Énoncé A —
Relevez toutes les personnes désignées par leur prénom et leur nom dans le compte rendu du symposium.
Énoncé B —
Répondez à ces questions d'après le compte rendu du symposium :
(i) Quelle part des emplois d'Issy-les-Moulineaux est liée aux technologies ?
(ii) Par quelle expression Birgit Richard désignait-elle la niche réservée au collectif Etoy ?
(iii) Comment s'appelle la plate-forme avignonnaise mentionnée à propos de Louis Bec ?

Texte cité —
Quant à Birgit Richard, elle a fait le récit et l'analyse de Toywar, le combat mené par le collectif Etoy pour préserver son nom de domaine face aux poursuites de la corporation Etoys. (voir également le commentaire d'Alex Galloway dans la conférence donnée durant La Biennale de Montréal 2000). La conférencière a mis en évidence le fait que l'aspect corporatif du travail du collectif Etoy s'apparente beaucoup trop aux stratégies développées par les corporations elles-mêmes et que cette ressemblance n'est pas tolérée par ce milieu des affaires parce que les artistes empiètent sur un terrain qui n'est pas le leur. Leur fausse image corporative crée une confusion inacceptable pour ceux qu'ils imitent trop parfaitement. Etoy paraît occuper ainsi un territoire commercial qui n'est pas le leur et ouvre l'espace de l'art à d'autres zones qui leur sont refusées. En ne se contentant pas de la pas la niche - le terrain de jeu (playground) disait Birgit Richard - qui leur est réservée, le collectif Etoy introduit de nouvelles stratégies de l'art.

 

Global et Local

La table ronde sur la question de la globalisation et de l'identité culturelle s'est avérée une des plus vivantes et intéressantes du Symposium. Elle a donné lieu à un débat animé au cours duquel le public a eu l'occasion d'assister à des échanges riches, denses et diversifiés. Cette table ronde apportait un éclairage particulier sur l'intégration de l'Internet en France.

André Santini, maire d'Issy-les-Moulineaux, une ville numérique dont 57% des emplois sont liés aux technologies, est un homme de vision qui a cru au potentiel d'Internet dans un pays où cette prise de position était encore, il n'y a pas si longtemps, marginale. Il a rappelé que le Québec produit, à lui seul, autant de sites Internet que la France… De plus, l'homme politique, qui a aussi exercé la profession de juge, a discuté de questions éthiques et juridiques, des problèmes nouveaux liés à l'utilisation de l'Internet (confidentialité, droit à l'oubli, etc.).

Pour sa part, Louis Bec, (voir une entrevue) zoosystémicien et responsable d'événements et de projets ayant trait aux nouvelles technologies à Avignon, tels que la plate-forme AVIGNONumérique, a témoigné d'une résistance politique face aux nouvelles technologies dans son milieu. À Avignon, une ville reconnue pour son célèbre festival, un espace traditionnel et patrimonial, il a rencontré beaucoup d'opposition par rapport au développement et la mise en valeur de projets concernant les nouvelles technologies.

Liste des enregistrements —
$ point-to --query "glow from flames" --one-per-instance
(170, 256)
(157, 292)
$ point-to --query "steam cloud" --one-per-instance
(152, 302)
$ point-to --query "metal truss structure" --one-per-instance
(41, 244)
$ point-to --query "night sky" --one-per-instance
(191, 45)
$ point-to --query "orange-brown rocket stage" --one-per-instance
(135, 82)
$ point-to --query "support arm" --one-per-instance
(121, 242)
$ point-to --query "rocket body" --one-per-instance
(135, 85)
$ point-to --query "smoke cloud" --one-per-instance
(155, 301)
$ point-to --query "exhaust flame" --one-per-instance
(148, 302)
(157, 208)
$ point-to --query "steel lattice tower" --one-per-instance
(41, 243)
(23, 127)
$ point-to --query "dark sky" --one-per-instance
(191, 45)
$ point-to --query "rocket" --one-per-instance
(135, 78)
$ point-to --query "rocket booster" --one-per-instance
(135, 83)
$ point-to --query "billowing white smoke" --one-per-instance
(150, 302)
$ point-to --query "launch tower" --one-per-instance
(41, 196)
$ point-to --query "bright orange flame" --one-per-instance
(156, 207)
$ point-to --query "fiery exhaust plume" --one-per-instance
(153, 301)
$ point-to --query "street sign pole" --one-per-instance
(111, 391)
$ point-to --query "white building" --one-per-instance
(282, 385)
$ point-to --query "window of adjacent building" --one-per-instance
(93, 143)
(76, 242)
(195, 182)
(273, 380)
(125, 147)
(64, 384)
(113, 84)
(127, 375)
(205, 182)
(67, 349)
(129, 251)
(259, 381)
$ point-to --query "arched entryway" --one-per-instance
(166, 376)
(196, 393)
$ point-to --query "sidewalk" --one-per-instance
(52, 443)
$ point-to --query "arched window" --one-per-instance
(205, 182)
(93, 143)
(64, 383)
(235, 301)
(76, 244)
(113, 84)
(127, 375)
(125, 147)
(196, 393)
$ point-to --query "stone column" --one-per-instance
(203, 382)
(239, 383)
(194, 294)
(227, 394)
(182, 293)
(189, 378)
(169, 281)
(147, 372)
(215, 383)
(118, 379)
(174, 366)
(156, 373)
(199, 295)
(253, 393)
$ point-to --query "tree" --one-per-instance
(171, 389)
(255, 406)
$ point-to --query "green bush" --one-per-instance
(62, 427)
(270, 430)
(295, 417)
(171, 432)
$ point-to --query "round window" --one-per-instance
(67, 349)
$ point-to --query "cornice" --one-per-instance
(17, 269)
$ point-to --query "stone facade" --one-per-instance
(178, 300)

Réponse finale A —
Birgit Richard
Alex Galloway
André Santini
Louis Bec

Réponse finale B —
(i) 57 %
(ii) Le terrain de jeu (playground)
(iii) AVIGNONumérique